> _Material to process_:
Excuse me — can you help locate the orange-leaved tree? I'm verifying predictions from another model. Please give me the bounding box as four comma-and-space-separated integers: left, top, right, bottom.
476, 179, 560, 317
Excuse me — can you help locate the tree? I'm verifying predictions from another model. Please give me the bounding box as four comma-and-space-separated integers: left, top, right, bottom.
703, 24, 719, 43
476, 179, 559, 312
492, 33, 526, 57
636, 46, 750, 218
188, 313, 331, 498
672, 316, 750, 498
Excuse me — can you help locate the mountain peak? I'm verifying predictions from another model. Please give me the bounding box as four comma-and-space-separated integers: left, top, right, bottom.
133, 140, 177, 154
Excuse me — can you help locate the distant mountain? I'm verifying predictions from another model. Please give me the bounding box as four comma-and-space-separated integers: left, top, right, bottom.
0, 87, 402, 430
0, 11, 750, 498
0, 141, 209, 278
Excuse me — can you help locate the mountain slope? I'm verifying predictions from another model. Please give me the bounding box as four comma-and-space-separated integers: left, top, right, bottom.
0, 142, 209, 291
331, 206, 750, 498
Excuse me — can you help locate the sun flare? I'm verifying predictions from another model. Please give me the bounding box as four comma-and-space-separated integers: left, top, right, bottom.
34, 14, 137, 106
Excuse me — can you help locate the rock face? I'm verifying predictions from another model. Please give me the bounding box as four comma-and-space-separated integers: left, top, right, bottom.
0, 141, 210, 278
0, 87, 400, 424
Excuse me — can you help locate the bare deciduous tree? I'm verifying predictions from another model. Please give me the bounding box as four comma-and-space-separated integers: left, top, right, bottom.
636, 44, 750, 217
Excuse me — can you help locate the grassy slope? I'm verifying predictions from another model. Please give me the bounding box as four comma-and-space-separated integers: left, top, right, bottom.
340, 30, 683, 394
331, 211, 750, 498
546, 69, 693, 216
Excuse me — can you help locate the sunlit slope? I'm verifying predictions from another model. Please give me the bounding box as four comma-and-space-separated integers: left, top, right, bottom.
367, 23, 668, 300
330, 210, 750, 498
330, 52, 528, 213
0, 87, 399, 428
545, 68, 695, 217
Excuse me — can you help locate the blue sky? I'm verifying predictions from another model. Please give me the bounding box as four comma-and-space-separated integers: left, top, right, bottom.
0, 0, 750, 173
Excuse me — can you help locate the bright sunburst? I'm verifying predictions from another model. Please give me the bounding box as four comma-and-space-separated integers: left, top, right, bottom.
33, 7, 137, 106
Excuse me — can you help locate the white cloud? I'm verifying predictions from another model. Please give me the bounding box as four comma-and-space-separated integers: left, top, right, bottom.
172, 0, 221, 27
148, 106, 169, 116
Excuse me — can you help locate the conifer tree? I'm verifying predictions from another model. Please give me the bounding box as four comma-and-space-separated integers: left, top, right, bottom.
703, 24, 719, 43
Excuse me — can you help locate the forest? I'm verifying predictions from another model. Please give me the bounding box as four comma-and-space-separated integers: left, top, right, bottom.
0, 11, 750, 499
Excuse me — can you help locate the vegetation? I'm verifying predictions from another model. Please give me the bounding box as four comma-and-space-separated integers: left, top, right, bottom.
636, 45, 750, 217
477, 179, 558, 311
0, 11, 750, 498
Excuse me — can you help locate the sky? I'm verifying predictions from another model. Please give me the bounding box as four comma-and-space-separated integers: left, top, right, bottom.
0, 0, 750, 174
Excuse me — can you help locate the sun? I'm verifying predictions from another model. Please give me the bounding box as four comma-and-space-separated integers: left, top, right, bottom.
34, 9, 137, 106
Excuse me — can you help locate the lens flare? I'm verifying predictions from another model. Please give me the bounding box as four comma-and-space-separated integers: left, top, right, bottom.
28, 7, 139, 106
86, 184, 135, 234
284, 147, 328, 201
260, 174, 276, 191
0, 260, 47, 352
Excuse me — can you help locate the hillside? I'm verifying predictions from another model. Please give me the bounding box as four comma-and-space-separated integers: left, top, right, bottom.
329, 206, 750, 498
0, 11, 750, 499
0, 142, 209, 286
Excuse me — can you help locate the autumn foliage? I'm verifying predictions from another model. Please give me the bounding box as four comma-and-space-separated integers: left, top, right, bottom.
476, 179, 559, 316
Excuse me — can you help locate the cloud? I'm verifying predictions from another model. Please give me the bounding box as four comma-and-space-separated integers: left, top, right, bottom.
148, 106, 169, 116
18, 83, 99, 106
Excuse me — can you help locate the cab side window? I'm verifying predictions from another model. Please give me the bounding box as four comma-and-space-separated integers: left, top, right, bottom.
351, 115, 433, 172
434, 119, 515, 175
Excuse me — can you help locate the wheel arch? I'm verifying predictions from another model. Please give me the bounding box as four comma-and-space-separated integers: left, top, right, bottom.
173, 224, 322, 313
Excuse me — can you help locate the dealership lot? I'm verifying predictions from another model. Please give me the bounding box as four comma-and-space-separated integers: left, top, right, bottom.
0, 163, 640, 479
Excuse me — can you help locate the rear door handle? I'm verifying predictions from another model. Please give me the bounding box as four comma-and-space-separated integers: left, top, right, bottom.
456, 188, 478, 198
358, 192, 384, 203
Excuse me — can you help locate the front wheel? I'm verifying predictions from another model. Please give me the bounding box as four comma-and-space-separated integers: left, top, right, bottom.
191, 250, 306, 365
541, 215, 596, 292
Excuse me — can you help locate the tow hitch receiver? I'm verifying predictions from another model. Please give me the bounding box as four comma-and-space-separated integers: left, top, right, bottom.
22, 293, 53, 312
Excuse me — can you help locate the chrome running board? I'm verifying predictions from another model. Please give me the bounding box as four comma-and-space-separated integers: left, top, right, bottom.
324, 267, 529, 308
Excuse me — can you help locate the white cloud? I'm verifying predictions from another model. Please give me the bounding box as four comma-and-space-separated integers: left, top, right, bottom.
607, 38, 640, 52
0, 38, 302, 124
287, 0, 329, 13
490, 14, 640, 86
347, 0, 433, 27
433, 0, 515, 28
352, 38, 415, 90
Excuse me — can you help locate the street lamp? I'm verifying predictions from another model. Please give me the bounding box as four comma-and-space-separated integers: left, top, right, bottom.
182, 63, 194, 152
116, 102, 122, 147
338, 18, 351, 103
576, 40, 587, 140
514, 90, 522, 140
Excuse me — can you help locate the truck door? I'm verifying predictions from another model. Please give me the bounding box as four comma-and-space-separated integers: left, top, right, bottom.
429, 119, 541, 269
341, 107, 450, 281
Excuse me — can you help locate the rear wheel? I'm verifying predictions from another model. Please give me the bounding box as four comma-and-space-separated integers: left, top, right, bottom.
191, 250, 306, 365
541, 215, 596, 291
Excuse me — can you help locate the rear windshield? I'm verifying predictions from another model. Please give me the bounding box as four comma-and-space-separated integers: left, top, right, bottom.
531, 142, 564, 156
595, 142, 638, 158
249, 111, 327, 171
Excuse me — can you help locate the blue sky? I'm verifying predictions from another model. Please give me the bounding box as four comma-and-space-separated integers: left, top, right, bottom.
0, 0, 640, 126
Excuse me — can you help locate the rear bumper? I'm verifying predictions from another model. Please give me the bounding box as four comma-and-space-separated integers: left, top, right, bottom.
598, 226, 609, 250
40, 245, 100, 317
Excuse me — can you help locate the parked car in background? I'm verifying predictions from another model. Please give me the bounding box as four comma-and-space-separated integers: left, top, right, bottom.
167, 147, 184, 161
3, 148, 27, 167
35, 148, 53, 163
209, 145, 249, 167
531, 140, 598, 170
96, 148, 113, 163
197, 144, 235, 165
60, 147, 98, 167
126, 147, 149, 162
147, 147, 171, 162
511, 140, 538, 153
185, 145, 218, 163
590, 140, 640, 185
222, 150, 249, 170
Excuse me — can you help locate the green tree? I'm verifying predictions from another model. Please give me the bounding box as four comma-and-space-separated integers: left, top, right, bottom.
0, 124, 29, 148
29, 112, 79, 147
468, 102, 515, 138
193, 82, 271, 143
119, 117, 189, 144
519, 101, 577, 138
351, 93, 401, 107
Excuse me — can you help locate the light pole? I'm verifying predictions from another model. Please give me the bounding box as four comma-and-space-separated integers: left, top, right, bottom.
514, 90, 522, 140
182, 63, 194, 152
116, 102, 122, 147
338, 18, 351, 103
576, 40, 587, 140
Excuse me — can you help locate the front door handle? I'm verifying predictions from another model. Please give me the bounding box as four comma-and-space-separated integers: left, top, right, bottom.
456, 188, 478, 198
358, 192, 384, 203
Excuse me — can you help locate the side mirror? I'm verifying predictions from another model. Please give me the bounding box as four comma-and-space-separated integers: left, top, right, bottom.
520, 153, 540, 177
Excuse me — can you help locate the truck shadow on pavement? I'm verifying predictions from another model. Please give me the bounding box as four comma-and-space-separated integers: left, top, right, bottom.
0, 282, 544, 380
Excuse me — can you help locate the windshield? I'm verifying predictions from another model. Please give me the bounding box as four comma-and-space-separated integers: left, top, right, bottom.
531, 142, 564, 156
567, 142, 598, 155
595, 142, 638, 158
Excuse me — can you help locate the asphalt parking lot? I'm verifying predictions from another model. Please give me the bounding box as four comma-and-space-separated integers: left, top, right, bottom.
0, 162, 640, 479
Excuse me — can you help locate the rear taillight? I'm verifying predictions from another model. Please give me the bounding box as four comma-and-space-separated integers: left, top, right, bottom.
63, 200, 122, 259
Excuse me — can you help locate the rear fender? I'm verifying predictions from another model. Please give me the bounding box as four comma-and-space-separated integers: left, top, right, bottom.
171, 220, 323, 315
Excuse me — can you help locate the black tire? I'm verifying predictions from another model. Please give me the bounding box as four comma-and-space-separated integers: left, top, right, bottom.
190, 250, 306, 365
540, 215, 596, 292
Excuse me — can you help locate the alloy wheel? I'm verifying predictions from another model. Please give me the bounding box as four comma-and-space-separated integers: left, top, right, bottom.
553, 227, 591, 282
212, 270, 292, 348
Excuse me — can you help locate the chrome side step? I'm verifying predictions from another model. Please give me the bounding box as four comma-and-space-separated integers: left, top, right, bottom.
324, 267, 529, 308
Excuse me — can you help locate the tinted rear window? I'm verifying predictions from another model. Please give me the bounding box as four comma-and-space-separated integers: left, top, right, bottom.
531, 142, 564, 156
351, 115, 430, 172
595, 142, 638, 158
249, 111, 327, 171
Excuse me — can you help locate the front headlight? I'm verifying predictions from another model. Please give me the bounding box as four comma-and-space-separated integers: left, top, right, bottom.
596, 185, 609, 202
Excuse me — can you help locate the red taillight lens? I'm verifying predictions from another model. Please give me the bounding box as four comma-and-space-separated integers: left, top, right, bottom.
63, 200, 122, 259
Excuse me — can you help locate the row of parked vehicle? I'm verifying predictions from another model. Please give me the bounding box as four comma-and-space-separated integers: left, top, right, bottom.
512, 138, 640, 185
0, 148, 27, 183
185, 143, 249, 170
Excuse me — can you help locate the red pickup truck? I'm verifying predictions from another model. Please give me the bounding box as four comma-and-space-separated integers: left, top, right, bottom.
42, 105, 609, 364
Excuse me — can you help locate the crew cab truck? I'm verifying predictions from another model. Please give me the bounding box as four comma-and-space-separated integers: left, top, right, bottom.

> _Prompt_:
Please rewrite the stretch of data from the line containing "Excuse me — can you help locate the alloy" through the line containing "185, 143, 249, 170" as a JSON list of strings, with one string per line and no blank lines.

> _Result below_:
[
  "Excuse me — can you help locate the alloy wheel? I'm verifying predictions from another model. Please give me the bounding box as four comma-and-space-separated integers: left, top, right, bottom.",
  "553, 227, 591, 282",
  "212, 270, 292, 348",
  "Excuse me — can you help locate the chrome side step? I'm verifying predictions from another model. Please give me the bounding box as four comma-and-space-separated integers: left, top, right, bottom.",
  "324, 267, 529, 308",
  "Excuse me — can you help locate the tinted rear window? I'm verifying predictions from another model. Please give me the bounding box as four comma-and-space-separated integers: left, top, right, bottom.",
  "531, 142, 564, 156",
  "351, 115, 430, 172",
  "595, 142, 638, 158",
  "249, 111, 327, 171",
  "Excuse me — can you help locate the front headlight? I'm verifying predictions from another model. Please give me the bounding box as four comma-and-space-separated integers: left, top, right, bottom.",
  "596, 185, 609, 202",
  "Excuse me — can you help locate the red taillight lens? I'm verifying predictions from another model. Please give me the bounding box as four comma-and-space-separated integers: left, top, right, bottom.",
  "63, 200, 122, 259",
  "Excuse me — can you help locate the row of parked vehicle? I'm verifying predictions from another model. Please give me the bounding box as four comma-and-space-separated integers: left, top, right, bottom.",
  "512, 138, 640, 185",
  "0, 148, 27, 183",
  "185, 143, 249, 170"
]